(STUDY TEXT):
.....

PETALING JAYA: Government has been urged to consider lifting the two-year moratorium on the issuance of new courier service licences to meet increasing customer demands.
After videos went viral of workers protesting at being “shortchanged” by a courier firm and stealing food and drinks from customers’ packages, Umno president Ahmad Zahid Hamidi has called for a rethink of the moratorium.
“This (the videos) indicates that demand has exceeded supply in the courier service industry following the Covid-19 pandemic,” he said in a Facebook post.
He said the government had imposed a freeze on new courier service licences at a time when the people depended on the industry the most.
More courier service companies should be allowed to operate to provide greater options to the people, he said.
Zahid also said it would create healthy competition in the quality of services, as well as generate more job opportunities.
“I hope the government will not solely listen to calls made by courier companies,” he said, adding that the voice of the people must be heard as well.
Last year, the Malaysian Communications and Multimedia Commission (MCMC) announced a two-year moratorium on the issuance of new courier service licences to allow the government and the postal and courier industry to formulate new plans to strengthen the sector.
MCMC had said the move was in line with the call made in August by the Association of Malaysian Express Carriers, which represents 25 major courier companies in the country.

.....

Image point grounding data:

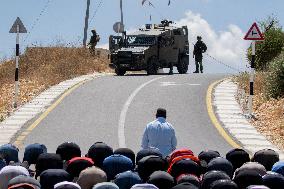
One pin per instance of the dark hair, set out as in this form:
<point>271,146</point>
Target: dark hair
<point>161,112</point>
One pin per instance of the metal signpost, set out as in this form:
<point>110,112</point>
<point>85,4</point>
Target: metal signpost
<point>18,27</point>
<point>86,24</point>
<point>121,18</point>
<point>254,35</point>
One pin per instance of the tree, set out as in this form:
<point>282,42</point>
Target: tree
<point>271,47</point>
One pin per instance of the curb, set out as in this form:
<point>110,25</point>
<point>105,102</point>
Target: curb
<point>232,119</point>
<point>11,125</point>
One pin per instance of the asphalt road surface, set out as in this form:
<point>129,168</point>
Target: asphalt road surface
<point>116,109</point>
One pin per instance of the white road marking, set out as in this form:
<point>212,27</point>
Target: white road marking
<point>122,117</point>
<point>170,83</point>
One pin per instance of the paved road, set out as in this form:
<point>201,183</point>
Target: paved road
<point>116,109</point>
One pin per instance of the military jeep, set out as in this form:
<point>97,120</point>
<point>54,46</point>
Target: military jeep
<point>151,48</point>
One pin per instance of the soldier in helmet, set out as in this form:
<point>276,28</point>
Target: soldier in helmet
<point>95,38</point>
<point>199,48</point>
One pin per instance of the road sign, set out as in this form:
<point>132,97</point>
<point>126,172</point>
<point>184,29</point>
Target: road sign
<point>254,33</point>
<point>18,23</point>
<point>118,27</point>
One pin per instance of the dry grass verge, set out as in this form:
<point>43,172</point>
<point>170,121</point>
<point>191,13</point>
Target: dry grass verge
<point>42,67</point>
<point>269,112</point>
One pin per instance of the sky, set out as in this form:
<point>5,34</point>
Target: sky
<point>221,23</point>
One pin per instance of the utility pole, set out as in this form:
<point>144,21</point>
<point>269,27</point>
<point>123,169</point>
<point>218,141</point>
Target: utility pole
<point>121,18</point>
<point>86,23</point>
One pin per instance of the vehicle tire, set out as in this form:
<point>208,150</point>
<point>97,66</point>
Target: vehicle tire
<point>152,67</point>
<point>120,71</point>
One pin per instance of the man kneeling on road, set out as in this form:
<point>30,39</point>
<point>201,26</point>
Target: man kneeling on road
<point>160,134</point>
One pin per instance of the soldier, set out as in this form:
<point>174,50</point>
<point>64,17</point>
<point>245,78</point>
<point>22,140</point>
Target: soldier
<point>93,41</point>
<point>199,48</point>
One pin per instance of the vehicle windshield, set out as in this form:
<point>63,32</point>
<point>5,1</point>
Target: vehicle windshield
<point>140,40</point>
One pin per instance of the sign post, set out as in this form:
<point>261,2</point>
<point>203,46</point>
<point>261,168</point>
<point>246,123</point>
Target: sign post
<point>18,27</point>
<point>254,35</point>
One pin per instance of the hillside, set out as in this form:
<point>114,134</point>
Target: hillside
<point>42,67</point>
<point>268,111</point>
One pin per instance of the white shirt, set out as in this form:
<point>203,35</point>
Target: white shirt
<point>161,135</point>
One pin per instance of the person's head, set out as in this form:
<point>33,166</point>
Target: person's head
<point>33,151</point>
<point>237,157</point>
<point>273,180</point>
<point>78,164</point>
<point>127,179</point>
<point>127,153</point>
<point>266,157</point>
<point>116,164</point>
<point>161,179</point>
<point>68,150</point>
<point>48,161</point>
<point>90,177</point>
<point>221,164</point>
<point>161,112</point>
<point>22,179</point>
<point>98,152</point>
<point>9,172</point>
<point>51,177</point>
<point>66,185</point>
<point>278,167</point>
<point>9,152</point>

.....

(TASKS FOR THIS EXERCISE):
[1] According to the news article, how many major courier companies does the Association of Malaysian Express Carriers represent?
[2] Summarize the news article in two sentences.

(EXERCISE SOLUTIONS):
[1] It represents 25 major courier companies in the country.

[2] After viral videos of courier workers protesting and stealing from customers' packages, Umno president Ahmad Zahid Hamidi urged the government to reconsider the two-year moratorium on new courier service licences, saying demand had exceeded supply since the Covid-19 pandemic and that more operators would bring healthy competition and jobs. The Malaysian Communications and Multimedia Commission announced the moratorium last year so that the government and the industry could formulate plans to strengthen the sector, in line with a call by the Association of Malaysian Express Carriers.